[Selected text — start]

So what I am saying is that it is 'easy' to start a Support Group
allaroundanne sheryl37154
Posted
Yes, but we are so few and far between here in the states there wouldn't be anybody to attend my support group. I actually live about 30 minutes from the national headquaters of our HH group and it is run out of someone's basement! Seriously. We need to import some HH immigrants and build up our HH population so we could have some people to populate the support groups LOL. It was truly frustrating as a physician to go to one of the number one medical centers in the US and be told that my arthritis and fatigue must all be fibromyalgia, did I ever think about meditating or acupuncture? I had to do an internet search on my own to discover that HH is associated with arthritis, I didn't learn it in med school, wasn't told it at my diagnosis and they didn't mention it as a possible explanation at my visit to the Cleveland Clinic for all my unexplained aches and pains. Imagine my surprise when I turned up all these papers, most of them from European medical journals all about HH arthritis. I have since become well educated about it and made it my mission to educate every other American doc I come in contact with! LOL I haven't done any public speaking yet-- that too is my personal terror, but I've taken on the education crusade in every other way. And I use forums like these as my support group.
sheryl37154 allaroundanne
Posted
One in 200 of caucasion people anywhere have haemochromatosis. Of those wih Irish heritage, it is one in 80. Recently, it has become obvious that Spanish and Portuguese people also have high numbers of haemochromatosis, not to forget those with northern European and Scandinavian heritage. Subsequently, there is a high incidence in Brazil. The next President of Haemochromatosis International is in Brazil.
It is NOT a Celtic thing. Ireland was populated by peoples from Iberia and the Mediterranean. 6000 year old bones of a woman in Ireland was found to have H63D and she had DNA from a place close to the middle east (having a HH memory moment). 5000 year old bones of 2 men in Ireland were found to have C282Y. There were not Celts. Celts were in France and they came down from the north from near either the Rhone or the Rhine (I forget which - the Rhine, I think). Some went westerly via what we call Germany, and some went south and crossed through Austria and Italy. They settled in Austria for hundreds of years and Austria does not have a high incidence of HH. It is believed they may have originated in the Scandinavian areas. They did not mass immigrate to Ireland, Scotland or Wales, England. Most went there when they were Romanised and went with the Roman armies).

[Selected text — finish]
[Source data — start]

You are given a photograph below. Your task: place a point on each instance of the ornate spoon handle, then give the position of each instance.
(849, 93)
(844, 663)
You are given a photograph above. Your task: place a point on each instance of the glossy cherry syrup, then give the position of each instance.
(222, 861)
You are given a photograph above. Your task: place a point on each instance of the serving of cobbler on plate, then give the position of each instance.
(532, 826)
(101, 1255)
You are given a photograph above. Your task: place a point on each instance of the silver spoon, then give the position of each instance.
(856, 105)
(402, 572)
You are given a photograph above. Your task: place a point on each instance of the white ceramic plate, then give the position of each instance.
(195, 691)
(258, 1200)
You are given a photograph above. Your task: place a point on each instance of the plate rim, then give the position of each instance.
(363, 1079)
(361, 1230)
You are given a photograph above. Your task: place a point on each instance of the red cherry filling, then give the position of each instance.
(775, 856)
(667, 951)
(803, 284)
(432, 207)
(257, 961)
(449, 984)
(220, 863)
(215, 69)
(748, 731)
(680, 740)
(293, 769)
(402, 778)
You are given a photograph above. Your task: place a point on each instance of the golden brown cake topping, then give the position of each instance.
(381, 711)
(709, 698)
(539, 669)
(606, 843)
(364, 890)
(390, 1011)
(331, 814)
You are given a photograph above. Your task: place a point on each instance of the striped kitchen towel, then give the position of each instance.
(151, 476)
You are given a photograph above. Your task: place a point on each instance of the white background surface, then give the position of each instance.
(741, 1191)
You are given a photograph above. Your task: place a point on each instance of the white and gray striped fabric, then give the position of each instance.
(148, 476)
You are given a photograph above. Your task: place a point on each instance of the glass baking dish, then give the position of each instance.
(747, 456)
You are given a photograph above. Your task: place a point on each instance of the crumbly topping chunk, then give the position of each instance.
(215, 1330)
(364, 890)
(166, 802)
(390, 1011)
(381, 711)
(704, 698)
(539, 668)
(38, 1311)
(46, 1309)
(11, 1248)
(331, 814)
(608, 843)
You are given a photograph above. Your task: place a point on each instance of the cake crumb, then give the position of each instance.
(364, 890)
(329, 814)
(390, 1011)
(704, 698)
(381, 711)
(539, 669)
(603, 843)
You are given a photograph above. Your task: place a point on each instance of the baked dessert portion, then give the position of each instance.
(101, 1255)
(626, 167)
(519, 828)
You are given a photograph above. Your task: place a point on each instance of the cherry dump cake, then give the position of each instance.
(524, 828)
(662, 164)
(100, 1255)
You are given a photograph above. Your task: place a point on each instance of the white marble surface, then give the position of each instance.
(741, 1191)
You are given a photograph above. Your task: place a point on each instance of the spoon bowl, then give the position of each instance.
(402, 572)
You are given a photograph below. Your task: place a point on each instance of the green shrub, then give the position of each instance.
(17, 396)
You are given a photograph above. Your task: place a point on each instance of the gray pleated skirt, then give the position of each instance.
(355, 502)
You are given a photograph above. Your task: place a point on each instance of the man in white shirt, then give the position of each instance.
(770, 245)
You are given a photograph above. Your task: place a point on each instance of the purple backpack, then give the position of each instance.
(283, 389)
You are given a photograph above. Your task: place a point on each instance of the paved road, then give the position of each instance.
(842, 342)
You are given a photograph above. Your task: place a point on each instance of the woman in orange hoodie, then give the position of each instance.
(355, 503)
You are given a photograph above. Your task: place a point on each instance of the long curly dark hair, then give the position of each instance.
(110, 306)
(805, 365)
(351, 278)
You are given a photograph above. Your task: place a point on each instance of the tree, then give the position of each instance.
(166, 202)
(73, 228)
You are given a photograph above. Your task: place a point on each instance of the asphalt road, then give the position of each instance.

[Source data — finish]

● **What you will do**
1) In the haemochromatosis forum thread, what is the stated rate of haemochromatosis among people with Irish heritage?
2) Continue the haemochromatosis forum thread from its last sentence.

● **Task results**
1) One in 80.

2)
So the US is full of it. I am sure the headquarters of HH near you can connect you with people in the local area, advertise in their newsletter, emails, facebook. You can just try with a gathering in a coffee shop at first to see what the interest is.
Those that don't have any symptoms often don't need to talk about it, but often I got people who had relatives with it or were concerned for their children. I was motivated by the damage done to me because of the 9 year delay of diagnosis after a hysterectomy, when my hips broke up from osteo-necrosis. So I wanted people to learn about it so that this did not happen to them. And yes, we need to educate the doctors, and even the haemotologists and the gastroenterologists (who are only interested if it affects the liver). So I am glad you are spreading the word to the doctors. Even dentists should know, as sometimes (as in my case), the thick ironed blood gets into the pulp of the teeth and turns the teeth grey.
From this forum it seems that it is not always diagnosed early in the UK. They don't test as a matter of course there either. On this forum, no one mentions support groups in the UK.